Extracted text.
May 29, 2024 at 8:47 am

(L-R) Dr Brendan Ciaran Browne, Antony Lerman and Professor David Miller at MEMO’s hosted event, Academic Censorship in the UK, in London on 28 May 2024

Tonight MEMO hosted an event on Academic Censorship in the UK, in which a panel of experts discussed efforts to subdue the Palestinian narrative within academia, as well as to assess the methods and mechanisms used toward that suppression.

Held at London’s iconic P21 Gallery, the event’s panel consisted of Dr Brendan Ciaran Browne, assistant professor of conflict resolution at Trinity College Dublin who was recently a target of academic censorship over his work on Palestine, Professor David Miller, a British sociologist with a research focus on Islamophobia and propaganda, as well as Antony Lerman, former founding director of the Institute for Jewish Policy Research (JPR) and an author specialising in anti-Semitism, Middle Eastern politics and the Israeli-Palestinian conflict.

Professor David Miller, who was wrongly sacked by Bristol University back in 2021 for his anti-Zionist views before winning a landmark court case this year against his dismissal stated that “You can’t have academia without freedom of speech and thought, and without those freedoms you can’t have science.”

He also highlighted the plight of British Muslims – and Muslims throughout the West – in the targeting of anti-Semitism allegations, saying that “there’s an absolute war against Muslims [by Zionists]” and that “Muslims are by far the worst sufferers of that discrimination”.

Challenge.
Continue the report on the London panel about academic censorship, starting after its final sentence.

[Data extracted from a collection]
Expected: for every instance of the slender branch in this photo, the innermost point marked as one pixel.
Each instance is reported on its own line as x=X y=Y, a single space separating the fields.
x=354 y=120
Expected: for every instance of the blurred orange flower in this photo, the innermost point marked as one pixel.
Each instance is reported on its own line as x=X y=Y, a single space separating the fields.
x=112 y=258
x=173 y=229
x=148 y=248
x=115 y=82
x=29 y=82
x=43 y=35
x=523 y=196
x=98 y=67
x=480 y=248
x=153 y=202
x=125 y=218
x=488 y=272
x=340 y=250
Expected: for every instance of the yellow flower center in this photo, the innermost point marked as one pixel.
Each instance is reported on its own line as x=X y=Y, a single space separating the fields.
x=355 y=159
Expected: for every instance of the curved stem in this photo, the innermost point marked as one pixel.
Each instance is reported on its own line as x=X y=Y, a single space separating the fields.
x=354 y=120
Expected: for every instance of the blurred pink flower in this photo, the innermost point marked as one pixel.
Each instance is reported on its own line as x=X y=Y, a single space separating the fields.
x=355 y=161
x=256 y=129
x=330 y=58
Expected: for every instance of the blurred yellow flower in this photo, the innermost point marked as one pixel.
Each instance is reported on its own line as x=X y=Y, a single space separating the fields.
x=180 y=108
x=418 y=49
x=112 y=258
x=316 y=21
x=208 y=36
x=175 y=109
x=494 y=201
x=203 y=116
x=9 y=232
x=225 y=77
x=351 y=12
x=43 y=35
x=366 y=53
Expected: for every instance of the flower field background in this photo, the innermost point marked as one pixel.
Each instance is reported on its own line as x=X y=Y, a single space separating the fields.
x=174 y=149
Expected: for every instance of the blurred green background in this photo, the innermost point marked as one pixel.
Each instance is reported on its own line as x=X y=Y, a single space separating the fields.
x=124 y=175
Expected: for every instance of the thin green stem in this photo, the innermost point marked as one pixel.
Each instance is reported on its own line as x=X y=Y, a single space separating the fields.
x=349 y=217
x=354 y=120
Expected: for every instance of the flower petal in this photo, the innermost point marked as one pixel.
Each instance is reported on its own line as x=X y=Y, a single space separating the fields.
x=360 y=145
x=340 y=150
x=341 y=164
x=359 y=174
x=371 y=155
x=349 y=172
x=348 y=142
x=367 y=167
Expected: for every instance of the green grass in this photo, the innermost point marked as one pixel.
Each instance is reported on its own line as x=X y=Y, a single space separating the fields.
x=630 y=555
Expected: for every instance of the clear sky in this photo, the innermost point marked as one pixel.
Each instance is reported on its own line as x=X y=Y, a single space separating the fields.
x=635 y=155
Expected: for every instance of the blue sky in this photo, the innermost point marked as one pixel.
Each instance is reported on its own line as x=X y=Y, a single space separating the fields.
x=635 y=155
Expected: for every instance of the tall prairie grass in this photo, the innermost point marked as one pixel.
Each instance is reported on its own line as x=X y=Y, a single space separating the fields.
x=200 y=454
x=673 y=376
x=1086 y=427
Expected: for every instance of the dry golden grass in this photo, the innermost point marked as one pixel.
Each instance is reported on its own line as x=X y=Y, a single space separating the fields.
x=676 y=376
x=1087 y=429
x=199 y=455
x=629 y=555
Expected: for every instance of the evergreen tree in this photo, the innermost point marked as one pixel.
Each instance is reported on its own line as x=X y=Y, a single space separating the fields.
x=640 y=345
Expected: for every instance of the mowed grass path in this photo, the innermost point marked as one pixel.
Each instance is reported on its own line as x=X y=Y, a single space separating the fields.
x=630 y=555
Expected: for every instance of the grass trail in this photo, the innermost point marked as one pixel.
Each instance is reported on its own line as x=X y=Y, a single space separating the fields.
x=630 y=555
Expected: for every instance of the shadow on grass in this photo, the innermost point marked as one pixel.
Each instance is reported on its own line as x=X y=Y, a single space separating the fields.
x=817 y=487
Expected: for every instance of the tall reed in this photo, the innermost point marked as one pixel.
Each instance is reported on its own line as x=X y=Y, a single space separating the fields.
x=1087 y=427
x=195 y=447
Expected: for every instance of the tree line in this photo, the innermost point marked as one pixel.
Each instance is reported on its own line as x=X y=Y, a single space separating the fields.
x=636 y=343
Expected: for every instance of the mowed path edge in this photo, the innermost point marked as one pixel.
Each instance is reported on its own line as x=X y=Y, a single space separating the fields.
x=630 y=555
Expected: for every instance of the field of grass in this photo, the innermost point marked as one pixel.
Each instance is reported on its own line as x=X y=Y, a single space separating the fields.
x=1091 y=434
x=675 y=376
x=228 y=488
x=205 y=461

Written reply.
Professor Miller even targeted the ideology of Zionism as a whole and called for its demise, stating that “We need to talk about the ending of Zionism as an ideology altogether”, explaining the need for what he called “DeZionisation” in academia and other fields.

READ: Not in our name: UK Jewish Academic Network forms to counter misuses of anti-Semitism

Dr Brendan Ciaran Browne, who was recently disinvited and turned away from a conference he was meant to speak at in Austria’s capital Vienna, lamented that “the impact of all this [censorship] is stigma… The space for academics gets marginalised, you become a pariah.”

When talking of the legal consequences of allegations of anti-Semitism, Brendan insisted that “We need to be going to our trade unions and saying that our employer has a duty of care… You don’t have to foot the bill or sell your home” to fight such allegations. He further insisted that “We need to own our language and not be too afraid to use it.”

Miller supported that stance, warning against thinking that one will be safe from anti-Semitism allegations if they duck and hide. “We can fight” such cases, he insisted, advising that “if you can, make sure you have an anti-Semitism lawyer.”

Tonight’s event comes amid the numerous pro-Palestinian protests and encampments that have swept through universities in the UK, as well as the US, with some of those institutions having cracked down on such expression, threatened students with legal action or ordered police to arrest pro-Palestinian students.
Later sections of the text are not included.